● **Task prompt**
Continue the article on South Africa's National Health Insurance from the point where it stops.

● **Selected passage**
"""
National Health Insurance, The Massive South Africa “Long Planned” Health Program


On August 2nd, South Africa proposes loan to the World Bank for the National Health Insurance, a seven years’ planned health program available for everyone. It’s aimed to improve overall health aspect of the country, community-wise and institution-wise. A healthy program for the nation, not so healthy for the government’s fiscal.

National Health Insurance (NHI) target, unlike other health programs, is not exhaustive. It is open for every south African citizen, from any socio-economic status.

Other than that, the program aimed the institution as well, hoping for a competition between public and private companies.

The question would be, how will the program be funded? And, will it be enough? What caused the “long planning”?

It would be the World Bank, hence the loan proposal pitched by the Delegation of South Africa this morning. That is only the first source, set at US $360 million.

The second one is the tax. There would be higher percentage allocated for the NHI from the general tax (set at US $100 million), thus all citizen obligated to pay tax would contribute to the funding of the program.
"""
● **Study material**
"""
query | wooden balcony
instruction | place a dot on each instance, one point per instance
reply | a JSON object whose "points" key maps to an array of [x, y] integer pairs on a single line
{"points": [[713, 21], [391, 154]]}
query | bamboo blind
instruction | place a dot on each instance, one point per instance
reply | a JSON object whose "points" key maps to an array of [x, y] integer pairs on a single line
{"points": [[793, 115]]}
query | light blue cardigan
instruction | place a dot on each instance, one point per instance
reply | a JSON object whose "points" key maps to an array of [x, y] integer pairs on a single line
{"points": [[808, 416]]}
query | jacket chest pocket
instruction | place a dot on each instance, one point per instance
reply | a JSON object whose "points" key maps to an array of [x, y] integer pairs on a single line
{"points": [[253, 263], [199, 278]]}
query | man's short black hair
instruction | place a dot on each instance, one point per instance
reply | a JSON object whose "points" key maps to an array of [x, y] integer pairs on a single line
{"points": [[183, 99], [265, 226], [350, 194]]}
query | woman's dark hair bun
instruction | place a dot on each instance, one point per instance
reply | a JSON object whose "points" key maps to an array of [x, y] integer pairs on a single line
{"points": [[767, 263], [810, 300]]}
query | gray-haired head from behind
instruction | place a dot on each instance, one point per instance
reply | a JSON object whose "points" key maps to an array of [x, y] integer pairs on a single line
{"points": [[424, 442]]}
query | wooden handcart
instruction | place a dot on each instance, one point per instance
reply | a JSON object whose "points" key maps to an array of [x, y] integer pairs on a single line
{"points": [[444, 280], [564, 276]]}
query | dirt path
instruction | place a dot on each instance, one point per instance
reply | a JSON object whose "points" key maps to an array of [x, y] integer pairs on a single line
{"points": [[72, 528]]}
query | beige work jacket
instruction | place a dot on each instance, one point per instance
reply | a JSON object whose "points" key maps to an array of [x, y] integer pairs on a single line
"""
● **Final answer**
It’s expected that there would be imbalance demand between the private hospital and public hospital caused by the quality of respective hospital, ensuring competition between them.

Higher demand means higher money allocation for the claims. It also means higher public hospital improvement fund. All these, while the tax cut would be lower than the medical aid tariffs, even for the high-income groups, when otherwise they could afford the medical tariffs alone without the national health insurance.

The mentioned points may after all be the downsides of the NHI, that caused the years long delay, demanding a more comprehensive and detailed scheme.

Twenty years of payback period, for a loan as much as US $260 million. Are we waiting for the massive, successful improvement of the program? Or a deficit in government’s fiscal? We’re waiting for the final decision of the World Bank council, hoping for the best.